== Excerpt provided ==
▼

Diving Into John Belushis Lost Last Comedy, Noble Rot

“The Script Pile” is a biweekly column on Splitsider that takes a look at the screenplays for high-profile movie and TV comedies that never made it to the screen.

John Belushi spent five years as a movie star at the end of his life, and during that time, he never starred in a movie that he wrote. At the time of his death in 1982, however, he had been writing a movie script for himself to star in with longtime SNL writer Don Novello, best known as Father Guido Sarducci, serving as his co-writer. Called Noble Rot, it was a throwback to screwball comedies that, in the wake of Belushi’s death, was never produced.

Noble Rot was a starring vehicle for Belushi as he was coming off of back-to-back flops in Neighbors and Continental Divide, both released the previous year. In Noble Rot, he was to play Johnny Glorioso, the troublemaking son of a Northern California winemaker. When his older, more responsible brother falls ill, Johnny is sent to New York to bring the family’s wine to a big competition, but on his flight there, he meets Christine Walters, an attractive wealthy woman who drags him into a diamond fraud scheme.

The title, Noble Rot, refers to a type of fungus that grows on grapes but instead of infecting the grapes, it can, under the right condition, cause them to make a great-tasting, sweet wine. Johnny Glorioso’s father, in an on-the-nose moment at the top of the script, describes Johnny as “My Noble Rot. My blessing in disguise.”

Christine and a wealthy businessman named Steven Gates are in the process of purchasing 10 million dollars of missing diamonds, and she uses Johnny to distract a group of people who are trying to catch her while he thinks these people are part of The New York State Grape Growers Association attempting to steal his wine. Johnny falls in love with Christine, a complex character who’s more fleshed out than most female leads in ‘80s comedies (or in comedies today, for that matter), as he gets manipulated by countless people leading up to the big wine show and is led all over the east coast, with the script containing plenty of car chases and action.

Just like Peter Bogdanovich’s What’s Up, Doc? a decade earlier (or Continental Divide, even), Noble Rot is a revival of the screwball comedy subgenre, popular in the ‘30s and ‘40s, and it’s a more mature and subtle comedy than the other stuff Belushi was making at the time. While there’s still a little bit of drug use and swearing sprinkled into the script, it’s few and far between and the story finds Belushi playing a much more subdued and relatable character than his most famous role, “Bluto” Blutarsky. Noble Rot gives him a chance to play the straight man, do love and action scenes, and fly off the handle and scream in true Belushi fashion in small doses, and it gives a good idea of where his career might have gone if he hadn’t passed away so young.

One of the most interesting things about Noble Rot is that John Belushi is credited as a writer on the script. It’s not that he hadn’t written before; he had at Second City and for the National Lampoon stage and radio shows he was in. He continued to write at Saturday Night Live, even winning an Emmy for it in 1977 along with the rest of the show’s writing staff. But when he started branching out into movies, Belushi never scripted any of his own films, so Noble Rot is a bit of rarity. He shares screenwriting credit with Don Novello, who I assume was doing the heavylifting during Belushi’s drug-heavy final months, and the movie was based upon an earlier unproduced screenplay by Mary Tyler Moore director Jay Sandrich called Sweet Deception, but Noble Rot still shows promise in what could have been a continued screenwriting career for Belushi.

The draft of the script I read, dated January 1982 (just two months before Belushi’s death), is a bit bloated and messy, and it was by no means a final draft to be shot. A lot of work still had to be done here. The script’s light on jokes, although there are some funny moments throughout, but the plot’s all there. Although the story gets a bit muddled at times, the spine of it makes sense and is entertaining in a way while being different than a lot of comedies that were being made in the early ‘80s. There’s enough here that with some rewriting, Noble Rot could have turned out to be the movie that successfully broke Belushi out of Animal House typecasting and defined the next few years of his career.

John Belushi left many projects behind when he passed away at the age of 33, but Noble Rot is one of the biggest missed opportunities of the bunch for him as both an actor and writer.

▲

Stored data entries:

▼

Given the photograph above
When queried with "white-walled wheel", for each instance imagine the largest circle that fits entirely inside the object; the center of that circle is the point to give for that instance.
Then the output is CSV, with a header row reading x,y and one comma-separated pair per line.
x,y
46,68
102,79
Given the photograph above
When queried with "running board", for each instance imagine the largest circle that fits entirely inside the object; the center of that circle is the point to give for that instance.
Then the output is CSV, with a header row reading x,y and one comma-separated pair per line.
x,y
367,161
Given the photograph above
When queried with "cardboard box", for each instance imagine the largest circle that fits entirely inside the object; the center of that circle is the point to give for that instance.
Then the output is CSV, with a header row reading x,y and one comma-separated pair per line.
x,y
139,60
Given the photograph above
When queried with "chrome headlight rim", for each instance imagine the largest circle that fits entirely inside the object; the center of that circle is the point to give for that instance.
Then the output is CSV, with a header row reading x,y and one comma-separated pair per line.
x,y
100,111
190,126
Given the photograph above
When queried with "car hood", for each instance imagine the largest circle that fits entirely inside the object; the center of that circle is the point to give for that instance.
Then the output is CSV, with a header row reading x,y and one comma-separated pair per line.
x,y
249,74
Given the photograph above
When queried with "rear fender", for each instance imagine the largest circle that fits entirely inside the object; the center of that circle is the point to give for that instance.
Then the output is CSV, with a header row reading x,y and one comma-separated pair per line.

▲

== To do ==
Reproduce the stretch of the article on Noble Rot from "One of the most" through "career for Belushi.". The stored data entries are separate material with no connection to the article on Noble Rot.

== Answer space ==
One of the most interesting things about Noble Rot is that John Belushi is credited as a writer on the script. It’s not that he hadn’t written before; he had at Second City and for the National Lampoon stage and radio shows he was in. He continued to write at Saturday Night Live, even winning an Emmy for it in 1977 along with the rest of the show’s writing staff. But when he started branching out into movies, Belushi never scripted any of his own films, so Noble Rot is a bit of rarity. He shares screenwriting credit with Don Novello, who I assume was doing the heavylifting during Belushi’s drug-heavy final months, and the movie was based upon an earlier unproduced screenplay by Mary Tyler Moore director Jay Sandrich called Sweet Deception, but Noble Rot still shows promise in what could have been a continued screenwriting career for Belushi.